*Written instruction:* Restate the part of the court decision below between "PEOPLE of the" and "third degree possession.", inclusive, using "imprisonment" in place of "incarceration".

PEOPLE of the State of New York, Plaintiff-Respondent, v. Juan ORTIZ, Defendant-Appellant.
Defendant appeals from a judgment convicting him of criminal sale of a controlled substance in the first degree (Penal Law § 220.43 ) and criminal possession of a controlled substance in the first and third degrees (Penal Law § 220.16; § 220.21 ). Defendant was sentenced as a second felony offender to concurrent indeterminate terms of incarceration of 17 1/212 years to life on each count of first degree sale and possession and 12 1/212 to 25 years for third degree possession.
On appeal, defendant contends that the evidence is legally insufficient and that the verdict is against the weight of the evidence on the issue whether defendant was a seller or merely an agent of the buyer; that defendant was deprived of a fair trial by the People's delay in producing the confidential informant; that defendant was deprived of a fair trial by certain evidentiary rulings; that defendant was deprived of a fair trial by Supreme Court's “deferral” of the Sandoval and Molineux rulings and by the substance of those rulings; that defendant's statement should have been suppressed as involuntary; that defendant was denied effective assistance of counsel; and that the sentence is unduly harsh or severe.
The conviction of criminal sale is supported by legally sufficient evidence and is not against the weight of the evidence. The testimony of the undercover officer, together with the audiotapes and videotapes, rebuts any agency defense and overwhelmingly establishes that defendant knowingly and unlawfully sold cocaine (see, People v. Robles, 256 A.D.2d 365, 682 N.Y.S.2d 858; People v. Nicholson, 238 A.D.2d 924, 661 N.Y.S.2d 565, lv. denied 90 N.Y.2d 908, 663 N.Y.S.2d 520, 686 N.E.2d 232; cf., People v. Bello, 92 N.Y.2d 523, 683 N.Y.S.2d 168, 705 N.E.2d 1209). Defendant's “salesmanlike” behavior included vouching repeatedly for the quality and quantity of the drugs, actively negotiating price and quantity, and personally accepting payment. Defendant's statement presented a credibility question on the issue of agency. The trier of fact did not fail to give the evidence the weight it should be accorded on that issue (see, People v. Bleakley, 69 N.Y.2d 490, 495, 515 N.Y.S.2d 761, 508 N.E.2d 672).
Even assuming, arguendo, that the People were required to produce the confidential informant (see generally, People v. Jenkins, 41 N.Y.2d 307, 309, 392 N.Y.S.2d 587, 360 N.E.2d 1288), we conclude that they fulfilled that obligation. Although defendant did not request production of the informant until the first day of jury selection, and although the informant was out of the country at the time, the People exercised due diligence in producing the informant within five days (see, People v. Jenkins, supra, at 309-311, 392 N.Y.S.2d 587, 360 N.E.2d 1288). The People produced the informant during defendant's case-in-chief, in time for defense counsel to call the informant as a witness. Thus, this is not a case in which the informant was unavailable to testify. After interviewing the informant, defense counsel declined to call him as a witness. Thus, it can be inferred that the informant did not possess information material and relevant to the defense (see, People v. Jenkins, supra, at 310-312, 392 N.Y.S.2d 587, 360 N.E.2d 1288; People v. Williams, 242 A.D.2d 917, 662 N.Y.S.2d 896, lv. denied 91 N.Y.2d 899, 669 N.Y.S.2d 13, 691 N.E.2d 1039), and that defendant was not prejudiced as a result of a delay in producing the informant.

*Provided material:*

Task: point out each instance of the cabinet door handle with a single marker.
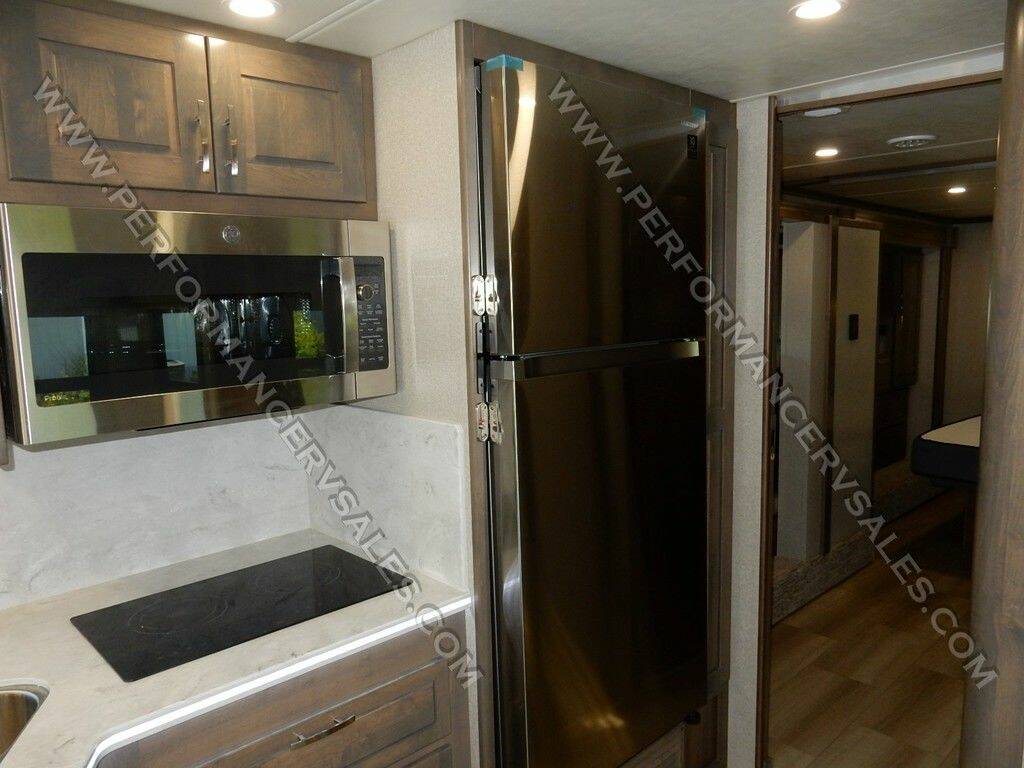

*Full solution:*
PEOPLE of the State of New York, Plaintiff-Respondent, v. Juan ORTIZ, Defendant-Appellant.
Defendant appeals from a judgment convicting him of criminal sale of a controlled substance in the first degree (Penal Law § 220.43 ) and criminal possession of a controlled substance in the first and third degrees (Penal Law § 220.16; § 220.21 ). Defendant was sentenced as a second felony offender to concurrent indeterminate terms of imprisonment of 17 1/212 years to life on each count of first degree sale and possession and 12 1/212 to 25 years for third degree possession.